(Document excerpt Opens)

Where AI is being applied in India

The most active sectors are those with large data, repetitive decisions, and a clear cost or access problem to solve.

Where AI activity is concentrated in India (illustrative) IT & software services Banking & financial services Healthcare & pharma Retail & e-commerce Agriculture Manufacturing Government & public services Relative level of AI activity → (qualitative, not to scale)
A qualitative view of where AI adoption is most intense in India. IT services lead because they sell AI to the world; BFSI, healthcare and retail follow with large in-house deployments. Bars are illustrative, not measured percentages.

Sector snapshots

Healthcare: AI is used for medical-imaging triage (e.g. screening chest X-rays and retinal scans), diagnostics support and hospital operations. India’s scale and doctor shortage make AI screening especially valuable in smaller towns.

Agriculture: Computer vision for crop and pest detection, satellite-and-weather analytics for advisories, and voice assistants in local languages help farmers — a natural fit for “AI for Bharat.”

(Document excerpt Closes)
(Recorded data Opens)

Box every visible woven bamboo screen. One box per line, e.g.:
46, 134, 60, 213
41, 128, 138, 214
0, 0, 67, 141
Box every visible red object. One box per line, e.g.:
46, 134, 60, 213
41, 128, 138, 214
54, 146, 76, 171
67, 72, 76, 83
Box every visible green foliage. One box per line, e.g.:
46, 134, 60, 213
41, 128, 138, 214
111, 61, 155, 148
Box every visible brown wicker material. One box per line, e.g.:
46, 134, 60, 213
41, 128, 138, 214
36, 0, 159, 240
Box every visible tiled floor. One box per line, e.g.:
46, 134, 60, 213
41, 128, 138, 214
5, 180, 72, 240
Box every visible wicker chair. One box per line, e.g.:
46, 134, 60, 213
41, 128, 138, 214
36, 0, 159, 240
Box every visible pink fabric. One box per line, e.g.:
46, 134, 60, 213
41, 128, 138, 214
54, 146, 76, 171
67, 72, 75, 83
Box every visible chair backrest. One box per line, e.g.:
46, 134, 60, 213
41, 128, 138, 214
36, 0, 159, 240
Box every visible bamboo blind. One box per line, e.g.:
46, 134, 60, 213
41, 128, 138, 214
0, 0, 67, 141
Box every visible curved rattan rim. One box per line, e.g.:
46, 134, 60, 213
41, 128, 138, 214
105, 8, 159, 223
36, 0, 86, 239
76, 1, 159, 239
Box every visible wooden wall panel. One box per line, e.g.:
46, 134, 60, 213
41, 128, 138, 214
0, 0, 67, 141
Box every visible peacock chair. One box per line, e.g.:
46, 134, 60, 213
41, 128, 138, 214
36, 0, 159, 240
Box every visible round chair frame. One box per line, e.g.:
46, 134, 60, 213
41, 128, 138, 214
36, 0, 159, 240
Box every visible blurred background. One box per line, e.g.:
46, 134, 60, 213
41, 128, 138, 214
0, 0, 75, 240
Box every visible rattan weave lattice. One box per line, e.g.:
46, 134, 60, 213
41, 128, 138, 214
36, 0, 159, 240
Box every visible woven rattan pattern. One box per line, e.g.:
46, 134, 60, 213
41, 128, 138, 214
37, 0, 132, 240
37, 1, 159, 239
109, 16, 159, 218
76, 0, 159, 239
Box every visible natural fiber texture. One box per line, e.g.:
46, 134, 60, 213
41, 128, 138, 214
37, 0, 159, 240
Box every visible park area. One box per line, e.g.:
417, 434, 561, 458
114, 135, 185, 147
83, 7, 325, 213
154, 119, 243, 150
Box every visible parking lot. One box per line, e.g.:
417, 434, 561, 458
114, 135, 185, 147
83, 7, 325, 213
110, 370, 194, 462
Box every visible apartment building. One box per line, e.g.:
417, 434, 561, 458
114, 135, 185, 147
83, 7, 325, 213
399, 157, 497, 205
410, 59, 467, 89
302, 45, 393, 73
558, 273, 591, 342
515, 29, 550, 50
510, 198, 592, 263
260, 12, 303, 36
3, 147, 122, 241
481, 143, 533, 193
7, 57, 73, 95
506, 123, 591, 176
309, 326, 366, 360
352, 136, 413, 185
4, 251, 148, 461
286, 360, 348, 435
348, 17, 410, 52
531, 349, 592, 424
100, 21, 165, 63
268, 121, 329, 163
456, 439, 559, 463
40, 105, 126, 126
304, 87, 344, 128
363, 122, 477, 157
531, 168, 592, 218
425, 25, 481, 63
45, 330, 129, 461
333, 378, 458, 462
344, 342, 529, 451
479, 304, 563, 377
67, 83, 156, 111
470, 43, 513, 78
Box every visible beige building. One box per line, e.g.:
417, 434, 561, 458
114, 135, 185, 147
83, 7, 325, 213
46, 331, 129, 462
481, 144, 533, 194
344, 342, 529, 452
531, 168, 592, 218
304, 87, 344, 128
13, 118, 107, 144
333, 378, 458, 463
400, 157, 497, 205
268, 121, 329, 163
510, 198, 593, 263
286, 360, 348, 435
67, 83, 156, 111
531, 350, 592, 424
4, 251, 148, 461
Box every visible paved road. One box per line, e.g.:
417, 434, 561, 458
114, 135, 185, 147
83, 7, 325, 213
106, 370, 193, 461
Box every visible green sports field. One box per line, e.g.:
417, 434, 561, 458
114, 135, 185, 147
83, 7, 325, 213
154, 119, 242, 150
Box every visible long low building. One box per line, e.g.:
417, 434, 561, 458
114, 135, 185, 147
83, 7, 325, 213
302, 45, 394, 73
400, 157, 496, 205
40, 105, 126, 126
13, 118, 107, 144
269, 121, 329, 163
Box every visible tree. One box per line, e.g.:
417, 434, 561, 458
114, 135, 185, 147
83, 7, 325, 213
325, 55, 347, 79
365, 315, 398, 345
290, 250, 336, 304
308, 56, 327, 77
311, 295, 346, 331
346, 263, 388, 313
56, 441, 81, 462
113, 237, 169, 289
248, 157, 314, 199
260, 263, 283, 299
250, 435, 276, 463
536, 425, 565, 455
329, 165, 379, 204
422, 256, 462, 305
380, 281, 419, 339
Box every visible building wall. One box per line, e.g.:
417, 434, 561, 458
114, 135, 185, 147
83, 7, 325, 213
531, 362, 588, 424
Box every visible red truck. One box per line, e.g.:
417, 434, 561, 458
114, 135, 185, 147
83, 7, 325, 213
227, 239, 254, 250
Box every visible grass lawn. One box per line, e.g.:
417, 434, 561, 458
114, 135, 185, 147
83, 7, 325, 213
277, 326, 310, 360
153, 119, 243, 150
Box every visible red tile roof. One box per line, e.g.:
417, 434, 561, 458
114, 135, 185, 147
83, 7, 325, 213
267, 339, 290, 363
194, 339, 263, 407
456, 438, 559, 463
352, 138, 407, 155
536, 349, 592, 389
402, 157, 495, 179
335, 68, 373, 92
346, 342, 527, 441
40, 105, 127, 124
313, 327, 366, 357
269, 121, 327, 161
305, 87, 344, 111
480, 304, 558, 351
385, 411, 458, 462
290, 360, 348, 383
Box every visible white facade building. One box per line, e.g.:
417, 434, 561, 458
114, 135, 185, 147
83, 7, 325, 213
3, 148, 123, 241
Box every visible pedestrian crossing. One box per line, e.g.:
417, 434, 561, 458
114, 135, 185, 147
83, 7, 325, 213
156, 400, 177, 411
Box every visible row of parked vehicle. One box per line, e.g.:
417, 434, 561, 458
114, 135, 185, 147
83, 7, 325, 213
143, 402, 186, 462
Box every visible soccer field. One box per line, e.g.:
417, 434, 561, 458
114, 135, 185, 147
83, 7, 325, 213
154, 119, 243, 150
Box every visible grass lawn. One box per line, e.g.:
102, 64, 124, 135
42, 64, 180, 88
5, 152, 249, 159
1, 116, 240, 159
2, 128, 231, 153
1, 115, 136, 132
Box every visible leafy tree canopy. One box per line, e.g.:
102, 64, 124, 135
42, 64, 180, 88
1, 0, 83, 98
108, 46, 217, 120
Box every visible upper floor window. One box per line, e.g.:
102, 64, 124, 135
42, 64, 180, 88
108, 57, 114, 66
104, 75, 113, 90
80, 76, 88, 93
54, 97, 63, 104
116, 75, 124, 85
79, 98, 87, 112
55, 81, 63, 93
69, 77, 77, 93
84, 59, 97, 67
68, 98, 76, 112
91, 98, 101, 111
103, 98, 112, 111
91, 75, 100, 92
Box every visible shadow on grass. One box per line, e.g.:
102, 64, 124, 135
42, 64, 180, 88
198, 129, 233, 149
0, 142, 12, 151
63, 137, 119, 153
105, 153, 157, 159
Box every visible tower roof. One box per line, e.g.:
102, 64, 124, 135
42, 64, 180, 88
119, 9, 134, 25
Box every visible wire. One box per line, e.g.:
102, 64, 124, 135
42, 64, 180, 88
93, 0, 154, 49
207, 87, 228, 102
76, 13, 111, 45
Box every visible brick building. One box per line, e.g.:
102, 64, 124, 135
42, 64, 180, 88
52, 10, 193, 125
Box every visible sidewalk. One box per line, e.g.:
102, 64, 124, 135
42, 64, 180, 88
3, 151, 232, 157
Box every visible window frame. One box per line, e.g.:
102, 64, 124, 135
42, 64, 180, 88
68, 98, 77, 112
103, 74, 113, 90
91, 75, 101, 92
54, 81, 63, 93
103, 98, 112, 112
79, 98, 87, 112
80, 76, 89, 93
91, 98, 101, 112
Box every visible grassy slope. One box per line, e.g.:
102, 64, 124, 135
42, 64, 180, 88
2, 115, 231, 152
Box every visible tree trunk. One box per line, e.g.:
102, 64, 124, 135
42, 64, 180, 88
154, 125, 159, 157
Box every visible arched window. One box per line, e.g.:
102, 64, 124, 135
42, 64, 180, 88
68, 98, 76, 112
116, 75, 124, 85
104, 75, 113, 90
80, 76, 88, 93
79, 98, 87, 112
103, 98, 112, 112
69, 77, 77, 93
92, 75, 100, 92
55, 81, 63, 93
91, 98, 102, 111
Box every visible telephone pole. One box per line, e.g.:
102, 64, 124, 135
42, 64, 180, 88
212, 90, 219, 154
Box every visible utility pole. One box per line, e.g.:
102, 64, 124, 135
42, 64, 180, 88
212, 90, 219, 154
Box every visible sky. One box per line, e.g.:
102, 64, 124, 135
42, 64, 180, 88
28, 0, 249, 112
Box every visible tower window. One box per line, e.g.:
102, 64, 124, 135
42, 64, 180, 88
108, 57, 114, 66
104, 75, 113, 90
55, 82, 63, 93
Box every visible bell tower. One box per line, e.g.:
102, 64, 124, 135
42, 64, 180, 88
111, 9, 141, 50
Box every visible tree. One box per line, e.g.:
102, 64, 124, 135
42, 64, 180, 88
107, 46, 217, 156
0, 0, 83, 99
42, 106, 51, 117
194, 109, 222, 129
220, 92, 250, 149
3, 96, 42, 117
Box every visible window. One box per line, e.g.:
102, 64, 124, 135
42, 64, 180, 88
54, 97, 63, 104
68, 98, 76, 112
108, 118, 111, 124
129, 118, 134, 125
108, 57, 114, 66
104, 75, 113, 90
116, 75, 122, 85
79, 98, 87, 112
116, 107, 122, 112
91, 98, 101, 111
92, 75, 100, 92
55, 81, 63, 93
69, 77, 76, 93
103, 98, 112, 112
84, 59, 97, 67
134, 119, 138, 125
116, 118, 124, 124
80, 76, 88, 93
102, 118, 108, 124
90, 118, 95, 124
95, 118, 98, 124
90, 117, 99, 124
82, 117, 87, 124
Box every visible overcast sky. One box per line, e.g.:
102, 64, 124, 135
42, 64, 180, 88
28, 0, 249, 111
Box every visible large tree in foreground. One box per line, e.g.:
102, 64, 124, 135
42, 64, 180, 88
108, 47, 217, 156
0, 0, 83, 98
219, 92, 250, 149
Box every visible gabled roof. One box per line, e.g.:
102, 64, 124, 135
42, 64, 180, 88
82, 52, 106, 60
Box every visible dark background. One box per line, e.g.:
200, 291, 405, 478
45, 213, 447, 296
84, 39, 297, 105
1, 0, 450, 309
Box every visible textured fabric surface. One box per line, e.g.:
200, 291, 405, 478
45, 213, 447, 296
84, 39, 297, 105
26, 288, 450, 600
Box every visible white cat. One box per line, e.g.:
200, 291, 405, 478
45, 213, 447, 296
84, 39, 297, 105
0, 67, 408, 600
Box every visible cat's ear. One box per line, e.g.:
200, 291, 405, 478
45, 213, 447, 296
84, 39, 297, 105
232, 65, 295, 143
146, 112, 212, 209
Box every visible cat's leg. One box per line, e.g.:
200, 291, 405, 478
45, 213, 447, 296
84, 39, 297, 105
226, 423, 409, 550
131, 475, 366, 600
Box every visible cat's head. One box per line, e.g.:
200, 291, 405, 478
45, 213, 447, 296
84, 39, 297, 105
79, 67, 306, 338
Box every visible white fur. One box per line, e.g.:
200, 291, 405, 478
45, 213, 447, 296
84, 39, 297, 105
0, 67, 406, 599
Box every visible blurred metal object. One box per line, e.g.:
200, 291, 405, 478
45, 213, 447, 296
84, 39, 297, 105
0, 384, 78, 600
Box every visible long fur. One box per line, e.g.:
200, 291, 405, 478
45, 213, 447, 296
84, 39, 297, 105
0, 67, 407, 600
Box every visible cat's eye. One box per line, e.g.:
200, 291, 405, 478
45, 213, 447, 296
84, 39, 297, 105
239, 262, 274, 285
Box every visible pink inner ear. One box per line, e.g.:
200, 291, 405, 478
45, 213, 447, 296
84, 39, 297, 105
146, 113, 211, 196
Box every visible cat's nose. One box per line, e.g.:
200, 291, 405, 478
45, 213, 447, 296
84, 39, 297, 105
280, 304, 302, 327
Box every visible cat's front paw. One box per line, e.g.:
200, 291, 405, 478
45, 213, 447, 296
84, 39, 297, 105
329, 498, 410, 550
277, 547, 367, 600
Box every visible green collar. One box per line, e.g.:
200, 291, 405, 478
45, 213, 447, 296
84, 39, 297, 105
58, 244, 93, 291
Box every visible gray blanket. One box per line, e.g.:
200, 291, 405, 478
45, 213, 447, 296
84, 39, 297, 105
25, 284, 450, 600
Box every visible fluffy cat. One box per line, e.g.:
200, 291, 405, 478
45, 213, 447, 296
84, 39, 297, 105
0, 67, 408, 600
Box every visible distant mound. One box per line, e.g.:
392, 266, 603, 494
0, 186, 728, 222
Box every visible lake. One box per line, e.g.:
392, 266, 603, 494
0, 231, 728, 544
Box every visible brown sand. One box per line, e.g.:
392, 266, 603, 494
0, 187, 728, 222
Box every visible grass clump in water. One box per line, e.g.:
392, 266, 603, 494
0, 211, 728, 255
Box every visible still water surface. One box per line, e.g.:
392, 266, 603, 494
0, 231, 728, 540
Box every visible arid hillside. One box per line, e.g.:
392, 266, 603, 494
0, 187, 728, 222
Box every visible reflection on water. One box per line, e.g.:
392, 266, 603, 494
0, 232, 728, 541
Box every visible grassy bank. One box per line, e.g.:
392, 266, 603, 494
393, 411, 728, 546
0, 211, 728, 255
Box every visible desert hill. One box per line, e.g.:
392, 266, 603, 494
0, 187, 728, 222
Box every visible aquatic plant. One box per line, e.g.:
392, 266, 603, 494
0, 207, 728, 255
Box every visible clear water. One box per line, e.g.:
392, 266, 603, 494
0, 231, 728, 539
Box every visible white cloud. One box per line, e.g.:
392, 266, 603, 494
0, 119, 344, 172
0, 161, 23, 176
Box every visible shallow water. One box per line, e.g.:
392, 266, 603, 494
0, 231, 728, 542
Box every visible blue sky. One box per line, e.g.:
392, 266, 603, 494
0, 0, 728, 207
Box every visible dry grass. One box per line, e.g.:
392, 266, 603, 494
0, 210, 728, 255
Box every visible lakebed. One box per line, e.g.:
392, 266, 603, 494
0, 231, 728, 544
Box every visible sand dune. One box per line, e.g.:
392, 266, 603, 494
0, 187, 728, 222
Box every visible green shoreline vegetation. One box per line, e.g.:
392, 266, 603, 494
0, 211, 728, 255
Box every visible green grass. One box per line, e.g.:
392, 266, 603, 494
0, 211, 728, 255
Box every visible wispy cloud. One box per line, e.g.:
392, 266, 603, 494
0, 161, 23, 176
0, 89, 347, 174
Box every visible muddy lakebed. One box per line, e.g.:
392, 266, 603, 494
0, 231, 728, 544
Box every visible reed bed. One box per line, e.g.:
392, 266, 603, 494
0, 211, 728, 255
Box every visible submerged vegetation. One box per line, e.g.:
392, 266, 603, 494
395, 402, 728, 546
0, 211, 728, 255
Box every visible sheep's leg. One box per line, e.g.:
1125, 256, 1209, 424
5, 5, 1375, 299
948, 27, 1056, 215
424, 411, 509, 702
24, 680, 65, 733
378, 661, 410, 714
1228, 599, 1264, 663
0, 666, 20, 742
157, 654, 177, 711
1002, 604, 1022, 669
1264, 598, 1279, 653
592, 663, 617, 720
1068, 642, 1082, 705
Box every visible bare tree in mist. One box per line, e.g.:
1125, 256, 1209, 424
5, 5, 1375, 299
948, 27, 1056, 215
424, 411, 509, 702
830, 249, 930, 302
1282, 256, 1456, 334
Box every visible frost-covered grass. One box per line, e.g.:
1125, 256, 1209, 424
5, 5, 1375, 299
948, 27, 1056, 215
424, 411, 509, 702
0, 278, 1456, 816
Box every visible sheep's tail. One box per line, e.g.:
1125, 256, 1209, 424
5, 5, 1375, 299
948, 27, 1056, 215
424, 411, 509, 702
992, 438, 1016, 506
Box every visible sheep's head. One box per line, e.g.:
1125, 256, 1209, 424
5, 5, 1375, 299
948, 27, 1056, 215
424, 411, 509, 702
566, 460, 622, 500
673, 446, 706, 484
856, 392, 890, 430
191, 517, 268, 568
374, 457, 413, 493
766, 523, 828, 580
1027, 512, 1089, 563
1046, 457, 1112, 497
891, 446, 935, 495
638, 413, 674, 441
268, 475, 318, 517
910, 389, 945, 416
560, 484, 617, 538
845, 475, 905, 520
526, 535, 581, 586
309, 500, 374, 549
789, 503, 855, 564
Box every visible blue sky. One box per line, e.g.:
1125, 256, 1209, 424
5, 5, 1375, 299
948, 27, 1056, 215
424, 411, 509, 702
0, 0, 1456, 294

(Recorded data Closes)

## Parts of the exercise:
a: In the text on AI in India, why do IT services lead in AI activity?
b: Echo the text on AI in India between "The most active" and "in smaller towns.", inclusive.

## Activity answers:
a: They sell AI to the world.

b:
The most active sectors are those with large data, repetitive decisions, and a clear cost or access problem to solve.

Where AI activity is concentrated in India (illustrative) IT & software services Banking & financial services Healthcare & pharma Retail & e-commerce Agriculture Manufacturing Government & public services Relative level of AI activity → (qualitative, not to scale)
A qualitative view of where AI adoption is most intense in India. IT services lead because they sell AI to the world; BFSI, healthcare and retail follow with large in-house deployments. Bars are illustrative, not measured percentages.

Sector snapshots

Healthcare: AI is used for medical-imaging triage (e.g. screening chest X-rays and retinal scans), diagnostics support and hospital operations. India’s scale and doctor shortage make AI screening especially valuable in smaller towns.